— start of Article —

Some Geth just really, really fuckin hate humans.

Eventually, if you embark on Legion’s special loyalty mission, you’ll find yourself face to face with the control panel for the Geth hive-mind, where you’re confronted with a knotty ethical conundrum:

You can rewrite the bad Geths’ consciousness. Or you can erase them from the hive-mind.

It feels like an essay question on a really weird philosophy exam. When faced with robots who have free will, yet choose to be nazis, is it ethical to forcibly reeducate them? Or is it more ethical to painlessly erase them? How about if the reeducation isn’t fool-proof; does that change your calculus at all? Why or why not?

Screencap from Mass Effect 2

Some may disagree, but to me, this is a great example of compelling game writing. The first time I played Mass Effect 2, I stared at this screen for a solid 15 minutes. I actually got up and walked away from the game, mulling it over while I made a cup of coffee.

Think about that. The software handed me the artistic text of the game experience, and then I literally picked it up and carried it out of the room with me.

— end of Article —
— start of Material provided —

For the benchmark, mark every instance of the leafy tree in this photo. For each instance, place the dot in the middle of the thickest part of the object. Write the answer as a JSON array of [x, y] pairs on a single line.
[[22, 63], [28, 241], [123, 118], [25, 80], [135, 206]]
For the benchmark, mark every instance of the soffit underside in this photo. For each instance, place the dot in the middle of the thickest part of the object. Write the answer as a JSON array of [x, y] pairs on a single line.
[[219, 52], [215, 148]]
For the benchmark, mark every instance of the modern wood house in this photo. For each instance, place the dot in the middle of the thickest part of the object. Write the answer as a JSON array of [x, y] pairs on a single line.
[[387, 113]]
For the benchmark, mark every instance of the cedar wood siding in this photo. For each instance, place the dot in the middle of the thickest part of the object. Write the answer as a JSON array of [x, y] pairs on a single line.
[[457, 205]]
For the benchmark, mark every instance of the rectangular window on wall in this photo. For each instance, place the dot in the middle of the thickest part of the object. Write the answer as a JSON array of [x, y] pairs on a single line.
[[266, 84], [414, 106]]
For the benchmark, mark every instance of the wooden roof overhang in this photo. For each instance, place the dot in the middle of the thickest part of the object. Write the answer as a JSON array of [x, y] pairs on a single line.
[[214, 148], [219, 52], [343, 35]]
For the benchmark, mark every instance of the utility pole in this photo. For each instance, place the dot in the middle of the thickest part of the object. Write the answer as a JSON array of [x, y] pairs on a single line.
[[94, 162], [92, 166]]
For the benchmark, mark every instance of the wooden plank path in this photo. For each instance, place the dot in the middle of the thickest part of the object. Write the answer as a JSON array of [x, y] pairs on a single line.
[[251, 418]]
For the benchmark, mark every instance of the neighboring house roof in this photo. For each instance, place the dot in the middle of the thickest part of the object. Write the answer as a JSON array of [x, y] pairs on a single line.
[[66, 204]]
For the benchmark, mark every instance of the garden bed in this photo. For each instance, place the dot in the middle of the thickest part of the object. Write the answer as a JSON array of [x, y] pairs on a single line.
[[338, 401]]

— end of Material provided —
— start of Material provided —

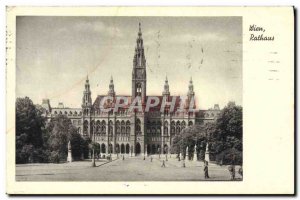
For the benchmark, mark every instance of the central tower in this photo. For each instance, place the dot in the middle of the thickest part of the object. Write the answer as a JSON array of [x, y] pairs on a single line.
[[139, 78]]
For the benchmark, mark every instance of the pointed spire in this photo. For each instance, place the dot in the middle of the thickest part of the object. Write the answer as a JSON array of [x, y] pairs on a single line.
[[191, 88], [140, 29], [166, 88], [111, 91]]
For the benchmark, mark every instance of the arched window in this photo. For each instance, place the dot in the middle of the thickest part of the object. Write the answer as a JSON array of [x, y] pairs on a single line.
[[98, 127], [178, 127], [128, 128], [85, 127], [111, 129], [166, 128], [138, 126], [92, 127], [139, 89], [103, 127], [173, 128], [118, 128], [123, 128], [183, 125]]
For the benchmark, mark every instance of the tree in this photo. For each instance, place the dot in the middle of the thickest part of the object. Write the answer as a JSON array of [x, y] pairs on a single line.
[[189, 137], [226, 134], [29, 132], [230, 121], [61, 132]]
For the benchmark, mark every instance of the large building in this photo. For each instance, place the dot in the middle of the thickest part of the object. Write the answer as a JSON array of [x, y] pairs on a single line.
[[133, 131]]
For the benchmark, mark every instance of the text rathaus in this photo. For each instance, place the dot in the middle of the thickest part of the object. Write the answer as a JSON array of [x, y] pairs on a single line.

— end of Material provided —

Task requirements — Please reproduce the Mass Effect 2 passage word for word, starting at "Screencap from Mass" and ending after "room with me.".

Reply —
Screencap from Mass Effect 2

Some may disagree, but to me, this is a great example of compelling game writing. The first time I played Mass Effect 2, I stared at this screen for a solid 15 minutes. I actually got up and walked away from the game, mulling it over while I made a cup of coffee.

Think about that. The software handed me the artistic text of the game experience, and then I literally picked it up and carried it out of the room with me.